Items from a dataset

= Beginning of Section =

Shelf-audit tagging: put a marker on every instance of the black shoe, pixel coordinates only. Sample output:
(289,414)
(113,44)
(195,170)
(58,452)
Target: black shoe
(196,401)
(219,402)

= End of Section =

INSTRUCTIONS TO FOLLOW:
Your job is to write out the data exactly as it stands.

RESPONSE AREA:
Shelf-audit tagging: put a marker on every instance of the black shoe, pixel coordinates only. Sample output:
(289,414)
(113,44)
(195,170)
(58,452)
Target: black shoe
(196,401)
(219,402)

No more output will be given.